Start of Data provided
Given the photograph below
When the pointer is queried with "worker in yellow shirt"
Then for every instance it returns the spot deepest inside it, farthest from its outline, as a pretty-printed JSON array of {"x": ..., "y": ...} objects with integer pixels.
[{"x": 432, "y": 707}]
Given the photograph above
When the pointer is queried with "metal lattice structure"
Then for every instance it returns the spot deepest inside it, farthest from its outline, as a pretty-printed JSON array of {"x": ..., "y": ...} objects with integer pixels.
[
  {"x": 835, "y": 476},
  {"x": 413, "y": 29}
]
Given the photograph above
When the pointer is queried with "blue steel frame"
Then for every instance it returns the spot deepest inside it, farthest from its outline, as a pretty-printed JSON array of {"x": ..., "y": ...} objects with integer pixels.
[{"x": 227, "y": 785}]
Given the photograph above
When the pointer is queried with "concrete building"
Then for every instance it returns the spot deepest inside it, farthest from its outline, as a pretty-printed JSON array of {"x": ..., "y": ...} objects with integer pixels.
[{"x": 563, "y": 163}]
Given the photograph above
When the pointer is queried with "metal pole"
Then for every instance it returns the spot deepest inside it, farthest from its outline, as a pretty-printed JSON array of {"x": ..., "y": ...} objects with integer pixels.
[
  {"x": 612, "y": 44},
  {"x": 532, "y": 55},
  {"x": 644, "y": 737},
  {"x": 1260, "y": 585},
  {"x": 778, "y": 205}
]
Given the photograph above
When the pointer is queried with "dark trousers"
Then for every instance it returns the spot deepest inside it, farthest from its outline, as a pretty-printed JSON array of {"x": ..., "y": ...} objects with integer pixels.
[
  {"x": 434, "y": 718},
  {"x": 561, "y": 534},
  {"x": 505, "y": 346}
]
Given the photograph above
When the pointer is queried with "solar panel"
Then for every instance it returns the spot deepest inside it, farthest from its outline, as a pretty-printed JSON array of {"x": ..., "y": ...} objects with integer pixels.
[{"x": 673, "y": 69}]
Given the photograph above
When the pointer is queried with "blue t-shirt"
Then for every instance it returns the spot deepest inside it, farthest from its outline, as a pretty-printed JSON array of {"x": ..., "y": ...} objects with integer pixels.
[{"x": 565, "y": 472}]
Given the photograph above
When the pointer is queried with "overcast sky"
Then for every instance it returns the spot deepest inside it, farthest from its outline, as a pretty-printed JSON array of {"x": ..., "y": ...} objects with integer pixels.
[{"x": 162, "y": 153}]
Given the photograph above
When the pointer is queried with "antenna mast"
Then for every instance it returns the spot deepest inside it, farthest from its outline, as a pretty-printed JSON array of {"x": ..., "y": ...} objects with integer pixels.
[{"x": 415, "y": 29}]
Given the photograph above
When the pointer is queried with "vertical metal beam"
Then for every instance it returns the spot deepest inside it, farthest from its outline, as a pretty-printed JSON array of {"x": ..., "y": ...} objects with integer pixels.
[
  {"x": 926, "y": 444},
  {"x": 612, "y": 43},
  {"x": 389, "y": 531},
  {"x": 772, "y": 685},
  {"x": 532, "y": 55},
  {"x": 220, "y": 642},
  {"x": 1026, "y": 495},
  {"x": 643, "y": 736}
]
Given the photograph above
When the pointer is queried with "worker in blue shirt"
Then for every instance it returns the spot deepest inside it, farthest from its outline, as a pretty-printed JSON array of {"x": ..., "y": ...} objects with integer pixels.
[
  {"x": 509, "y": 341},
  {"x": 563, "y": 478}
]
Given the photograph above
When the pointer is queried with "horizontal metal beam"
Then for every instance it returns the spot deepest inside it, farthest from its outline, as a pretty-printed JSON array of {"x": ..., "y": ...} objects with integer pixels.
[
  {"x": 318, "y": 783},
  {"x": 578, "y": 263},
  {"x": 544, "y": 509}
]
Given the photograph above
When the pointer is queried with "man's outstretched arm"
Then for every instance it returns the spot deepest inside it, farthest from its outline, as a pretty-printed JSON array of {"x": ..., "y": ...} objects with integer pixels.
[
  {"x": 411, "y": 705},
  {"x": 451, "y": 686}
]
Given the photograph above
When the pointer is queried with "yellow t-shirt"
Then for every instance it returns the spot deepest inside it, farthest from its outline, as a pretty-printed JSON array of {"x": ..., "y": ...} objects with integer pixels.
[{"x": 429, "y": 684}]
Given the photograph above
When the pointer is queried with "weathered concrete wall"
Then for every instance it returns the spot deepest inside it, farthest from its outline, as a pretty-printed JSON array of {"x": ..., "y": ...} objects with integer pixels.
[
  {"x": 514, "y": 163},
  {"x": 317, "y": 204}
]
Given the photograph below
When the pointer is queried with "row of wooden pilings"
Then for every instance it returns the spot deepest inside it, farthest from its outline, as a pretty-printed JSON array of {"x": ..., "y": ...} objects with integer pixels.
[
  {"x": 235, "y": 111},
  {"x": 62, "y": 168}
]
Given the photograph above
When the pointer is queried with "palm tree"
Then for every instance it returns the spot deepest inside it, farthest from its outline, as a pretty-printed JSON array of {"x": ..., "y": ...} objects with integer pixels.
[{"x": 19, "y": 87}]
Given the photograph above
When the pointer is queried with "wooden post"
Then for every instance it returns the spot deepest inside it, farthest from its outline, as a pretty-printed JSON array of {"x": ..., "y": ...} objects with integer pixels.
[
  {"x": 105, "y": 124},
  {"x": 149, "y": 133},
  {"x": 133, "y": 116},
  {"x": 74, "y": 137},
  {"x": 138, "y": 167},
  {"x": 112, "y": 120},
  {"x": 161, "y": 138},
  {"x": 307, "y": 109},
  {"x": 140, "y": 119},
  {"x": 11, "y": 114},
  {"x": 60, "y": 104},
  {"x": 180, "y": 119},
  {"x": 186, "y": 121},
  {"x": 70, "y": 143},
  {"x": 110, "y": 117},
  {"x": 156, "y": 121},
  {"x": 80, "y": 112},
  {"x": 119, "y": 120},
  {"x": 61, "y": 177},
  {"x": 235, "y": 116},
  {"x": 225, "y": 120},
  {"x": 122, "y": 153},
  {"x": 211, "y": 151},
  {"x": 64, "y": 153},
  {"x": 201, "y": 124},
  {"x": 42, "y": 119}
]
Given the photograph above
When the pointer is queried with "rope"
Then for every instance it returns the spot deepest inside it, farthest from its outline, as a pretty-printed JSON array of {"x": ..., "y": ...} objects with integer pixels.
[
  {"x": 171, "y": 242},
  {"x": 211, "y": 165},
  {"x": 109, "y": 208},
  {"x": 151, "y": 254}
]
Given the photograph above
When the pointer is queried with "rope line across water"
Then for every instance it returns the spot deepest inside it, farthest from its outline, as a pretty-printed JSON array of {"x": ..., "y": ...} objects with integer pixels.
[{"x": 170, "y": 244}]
End of Data provided
- _Task goal_:
Your task is to retype the records precisely as they stand.

- _Response_:
Given the photograph below
When the pointer is queried with "worker in yellow shirt"
Then for every instance it returns the spot deepest inside it, farthest from its outline, as a pretty-printed JSON array of {"x": ..., "y": ...} objects with integer pixels.
[{"x": 432, "y": 707}]
Given the photograph above
When the pointer is queried with "metal lattice structure"
Then for every instance it returns the spot deepest inside it, farthest from its outline, as a pretty-printed JSON array of {"x": ..., "y": ...} objects with integer pixels.
[
  {"x": 835, "y": 476},
  {"x": 413, "y": 29}
]
Given the photograph above
When the pointer is queried with "blue steel frame"
Then for every instance it returns the spot deepest inside it, farthest from its outline, as a pretty-printed JSON array of {"x": ..., "y": ...} objects with integer pixels.
[{"x": 227, "y": 785}]
Given the photograph above
When the pointer is queried with "concrete building"
Then for every instance it returns the spot deepest inside it, farthest from its outline, as a pretty-printed JSON array of {"x": ..., "y": ...} objects with integer pixels.
[{"x": 563, "y": 163}]
Given the photograph above
When the pointer is queried with "metal pole"
Then for every instance it returns the spot deepest inside it, farthest from its outline, as a pretty-printed JSON array of {"x": ..., "y": ...} objects with integer pixels.
[
  {"x": 612, "y": 44},
  {"x": 532, "y": 55},
  {"x": 644, "y": 737},
  {"x": 1260, "y": 585},
  {"x": 778, "y": 205}
]
Given the photograph above
When the pointer is queried with "dark trousers"
Then for every instance it returns the spot deepest inside it, farthest from its outline, as a pretty-printed JSON array of {"x": ..., "y": ...} objects with integer pixels.
[
  {"x": 434, "y": 718},
  {"x": 561, "y": 534},
  {"x": 505, "y": 346}
]
Given the photograph above
When the pointer is queried with "solar panel"
Then for every instance it returns the spot deepest inside it, farthest from its outline, as a pretty-printed JSON array of {"x": ..., "y": ...} objects with integer pixels.
[{"x": 673, "y": 69}]
Given the photograph above
When the pointer is queried with "blue t-shirt"
Then for every instance it returns the spot deepest inside it, farthest from its outline, as a pretty-printed JSON array of {"x": ..., "y": ...} objects with integer pixels.
[{"x": 565, "y": 472}]
Given the photograph above
When the pointer is queried with "overcast sky"
Then for every instance it returns the spot deepest inside it, farthest from its outline, as a pretty-printed JSON array of {"x": ..., "y": ...} objects with integer pixels.
[{"x": 162, "y": 153}]
Given the photograph above
When the pointer is queried with "antenna mast"
Then for every instance it returns the spot deepest inside it, farthest from its outline, as a pretty-printed JSON array of {"x": ..., "y": ...} objects with integer pixels.
[{"x": 415, "y": 29}]
Given the photograph above
When the pointer is queried with "vertical metal beam"
Then for every instance it returns the spot deepest inside it, farthest from its outline, as a pretty-printed JSON array of {"x": ..., "y": ...} objects with integer pixels.
[
  {"x": 926, "y": 444},
  {"x": 612, "y": 43},
  {"x": 389, "y": 531},
  {"x": 772, "y": 685},
  {"x": 532, "y": 55},
  {"x": 220, "y": 642},
  {"x": 1026, "y": 495},
  {"x": 643, "y": 736}
]
Given the photograph above
When the pointer is queried with "worker in blue shirt"
Then for every instance it returns the spot deepest inside it, farthest from its outline, as a pretty-printed JSON array of {"x": ..., "y": ...} objects with integer pixels.
[
  {"x": 509, "y": 341},
  {"x": 563, "y": 478}
]
Given the photograph above
When the pointer is queried with "horizontal metal beam"
Then for every instance it returns the spot deepest inside it, farthest from its outline, as a pretty-printed JSON array of {"x": ..., "y": ...} objects with integer pixels.
[
  {"x": 318, "y": 783},
  {"x": 578, "y": 263},
  {"x": 544, "y": 509}
]
Given the photograph above
When the pointer is queried with "man's outstretched arm"
Then for every instance it returns the spot deepest inside it, farthest from its outline, as a pretty-printed JSON array of {"x": ..., "y": ...} objects with integer pixels.
[
  {"x": 411, "y": 705},
  {"x": 451, "y": 686}
]
Given the photograph above
When the pointer is queried with "yellow t-shirt"
Then for every instance it returns the spot deepest inside it, farthest from its outline, as a pretty-printed JSON array of {"x": ..., "y": ...} objects with integer pixels.
[{"x": 429, "y": 684}]
Given the photograph above
When the pointer is queried with "weathered concrete wall"
Then for every instance it returns the spot deepest inside it, farthest from its outline, as a pretty-printed JSON array of {"x": ..., "y": ...} objects with integer pixels.
[
  {"x": 514, "y": 163},
  {"x": 317, "y": 204}
]
Given the photograph below
When the pointer is queried with "row of wooden pilings"
Then for every instance it returns the spot deepest inside it, farthest from its outline, as a pretty-printed JSON array of {"x": ..., "y": ...} objects with integer pixels.
[
  {"x": 235, "y": 111},
  {"x": 62, "y": 168}
]
Given the photograph above
When the pointer is queried with "palm tree"
Then for every instance it returns the spot deepest inside it, farthest from its outline, as a pretty-printed JSON array of {"x": ..., "y": ...} objects with integer pixels.
[{"x": 19, "y": 87}]
Given the photograph above
When the pointer is queried with "wooden post"
Then for every instance it returns the spot deepest inside it, farthest from its outline, as a pretty-printed JSON array of {"x": ..., "y": ...} objects with integer pixels.
[
  {"x": 105, "y": 124},
  {"x": 149, "y": 133},
  {"x": 133, "y": 116},
  {"x": 74, "y": 137},
  {"x": 138, "y": 167},
  {"x": 112, "y": 120},
  {"x": 161, "y": 138},
  {"x": 307, "y": 109},
  {"x": 140, "y": 119},
  {"x": 11, "y": 114},
  {"x": 60, "y": 104},
  {"x": 180, "y": 119},
  {"x": 186, "y": 121},
  {"x": 70, "y": 143},
  {"x": 110, "y": 117},
  {"x": 156, "y": 121},
  {"x": 80, "y": 112},
  {"x": 119, "y": 120},
  {"x": 61, "y": 177},
  {"x": 235, "y": 116},
  {"x": 225, "y": 120},
  {"x": 122, "y": 153},
  {"x": 211, "y": 151},
  {"x": 64, "y": 153},
  {"x": 201, "y": 124},
  {"x": 42, "y": 119}
]
Given the photograph above
When the pointer is queried with "rope"
Then for every instance it returns the spot deepest inside it, farthest from its outline, as a pretty-printed JSON array of {"x": ..., "y": ...} objects with integer pixels.
[
  {"x": 171, "y": 242},
  {"x": 211, "y": 165},
  {"x": 109, "y": 208},
  {"x": 151, "y": 254}
]
Given the photograph above
When the pointer is queried with "rope line across water"
Then for every instance it returns the spot deepest inside it, farthest from its outline, as a pretty-printed JSON array of {"x": ..., "y": ...} objects with integer pixels.
[{"x": 170, "y": 244}]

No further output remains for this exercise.